[Data extracted from a collection]
***
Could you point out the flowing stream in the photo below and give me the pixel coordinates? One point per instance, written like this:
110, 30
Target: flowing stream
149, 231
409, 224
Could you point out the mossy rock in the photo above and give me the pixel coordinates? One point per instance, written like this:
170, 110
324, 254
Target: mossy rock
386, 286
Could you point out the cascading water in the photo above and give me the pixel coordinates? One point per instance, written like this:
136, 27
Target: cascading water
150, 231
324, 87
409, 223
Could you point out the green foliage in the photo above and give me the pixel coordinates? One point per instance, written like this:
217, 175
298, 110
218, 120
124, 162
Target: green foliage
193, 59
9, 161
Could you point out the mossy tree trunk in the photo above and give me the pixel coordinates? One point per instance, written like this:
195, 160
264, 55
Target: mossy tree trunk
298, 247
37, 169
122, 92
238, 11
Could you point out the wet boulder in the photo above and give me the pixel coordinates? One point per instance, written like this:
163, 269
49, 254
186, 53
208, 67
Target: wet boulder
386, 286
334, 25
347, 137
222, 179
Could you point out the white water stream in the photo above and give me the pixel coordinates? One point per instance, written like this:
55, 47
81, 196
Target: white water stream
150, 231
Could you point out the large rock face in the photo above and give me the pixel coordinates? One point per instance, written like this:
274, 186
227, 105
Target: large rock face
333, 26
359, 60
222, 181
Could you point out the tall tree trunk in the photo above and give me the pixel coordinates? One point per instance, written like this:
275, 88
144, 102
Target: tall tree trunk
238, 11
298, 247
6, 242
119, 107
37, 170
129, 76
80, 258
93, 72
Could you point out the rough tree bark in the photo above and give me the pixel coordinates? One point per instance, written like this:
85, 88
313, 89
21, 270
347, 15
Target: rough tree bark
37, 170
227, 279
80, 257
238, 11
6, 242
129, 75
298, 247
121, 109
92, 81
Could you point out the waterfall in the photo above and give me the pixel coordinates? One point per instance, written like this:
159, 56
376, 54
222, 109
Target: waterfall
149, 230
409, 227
***
__PROBLEM DESCRIPTION__. Repeat the entries. Keep each one exactly as written.

__COMPLETED TASK__.
Could you point out the flowing stream in the photo below and give me the pixel coordinates? One point per instance, written like this:
110, 30
Target: flowing stream
149, 231
409, 224
Could you point out the mossy rock in the photo above and give me the pixel coordinates? One point per instance, written like this:
170, 110
324, 254
Target: mossy rock
386, 286
Could you point out the cascading water in the photo above and give me the pixel coordinates? One point per instance, written like this:
136, 27
Target: cascading water
150, 231
324, 87
409, 223
Could you point out the green foliage in the photo above and give me the pixel coordinates? One point per instance, written like this:
217, 175
298, 110
218, 120
124, 162
Target: green foliage
193, 59
9, 161
Could you point out the mossy tree trunk in the photo above and give me the pixel coordinates? One point per instance, written like this:
195, 160
264, 55
Target: mossy tree trunk
298, 247
37, 169
122, 92
238, 11
Could you point out the wet boulder in the photo above and give me the pixel coordinates? One point per instance, written like this:
163, 269
49, 254
186, 53
208, 67
Target: wet boulder
386, 286
334, 25
347, 137
222, 179
Could you point out the white water stream in the photo above and give me the pixel coordinates? One point per instance, written like this:
55, 47
81, 196
Target: white water stream
150, 231
Could you point out the large rock face in the photo above and give me the pixel coordinates? One point per instance, written like this:
274, 186
227, 105
Target: large rock face
333, 26
359, 60
222, 181
Could you point out the tall tree trunk in the photo above and give me the pixel coordinates? One point per instance, written like this:
275, 88
144, 102
Target: tall tree trunk
238, 11
298, 247
6, 242
119, 107
37, 170
129, 76
80, 258
93, 72
Could you point out the rough tree bark in the photo above and give me the pixel coordinates? One point per instance, written like this:
85, 88
313, 89
21, 270
347, 15
Target: rough tree bark
37, 170
227, 279
80, 257
238, 11
6, 242
129, 75
298, 247
121, 109
92, 81
Could you point out the waterfall in the photo above and give me the pixel coordinates? One point per instance, written like this:
159, 56
376, 54
222, 109
Target: waterfall
149, 230
409, 227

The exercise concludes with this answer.